Exercise description
Below is a listing. Copy each line of it that holds the word "lamp".

··· Data supplied

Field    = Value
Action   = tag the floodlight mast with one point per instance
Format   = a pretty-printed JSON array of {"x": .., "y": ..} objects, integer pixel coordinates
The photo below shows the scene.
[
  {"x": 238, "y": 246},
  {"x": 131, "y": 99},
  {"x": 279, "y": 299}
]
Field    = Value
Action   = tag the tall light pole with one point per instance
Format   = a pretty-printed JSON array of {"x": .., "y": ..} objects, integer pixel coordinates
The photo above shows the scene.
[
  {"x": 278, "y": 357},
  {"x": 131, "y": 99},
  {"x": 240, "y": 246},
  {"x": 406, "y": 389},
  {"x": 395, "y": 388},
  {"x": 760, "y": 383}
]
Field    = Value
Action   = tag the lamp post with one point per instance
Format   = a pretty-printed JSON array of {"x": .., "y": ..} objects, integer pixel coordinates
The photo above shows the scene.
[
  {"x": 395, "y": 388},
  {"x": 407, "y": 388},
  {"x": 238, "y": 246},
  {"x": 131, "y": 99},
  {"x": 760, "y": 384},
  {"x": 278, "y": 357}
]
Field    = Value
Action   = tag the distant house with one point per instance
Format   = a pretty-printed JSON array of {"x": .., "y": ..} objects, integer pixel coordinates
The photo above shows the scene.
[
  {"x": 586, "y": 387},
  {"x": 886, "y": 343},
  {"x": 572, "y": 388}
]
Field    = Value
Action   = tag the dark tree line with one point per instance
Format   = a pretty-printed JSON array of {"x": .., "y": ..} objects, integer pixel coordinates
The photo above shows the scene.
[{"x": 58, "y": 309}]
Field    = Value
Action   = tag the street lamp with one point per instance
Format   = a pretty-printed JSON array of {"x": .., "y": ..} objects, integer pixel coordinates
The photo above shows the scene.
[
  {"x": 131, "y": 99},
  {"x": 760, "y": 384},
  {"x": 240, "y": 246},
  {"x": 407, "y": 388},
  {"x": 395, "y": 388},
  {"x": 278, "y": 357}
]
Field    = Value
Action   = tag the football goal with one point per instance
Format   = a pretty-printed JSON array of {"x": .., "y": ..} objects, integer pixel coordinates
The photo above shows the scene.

······

Result of the exercise
Action   = tag the lamp post with one point per instance
Action   = tag the street lamp with one point per instance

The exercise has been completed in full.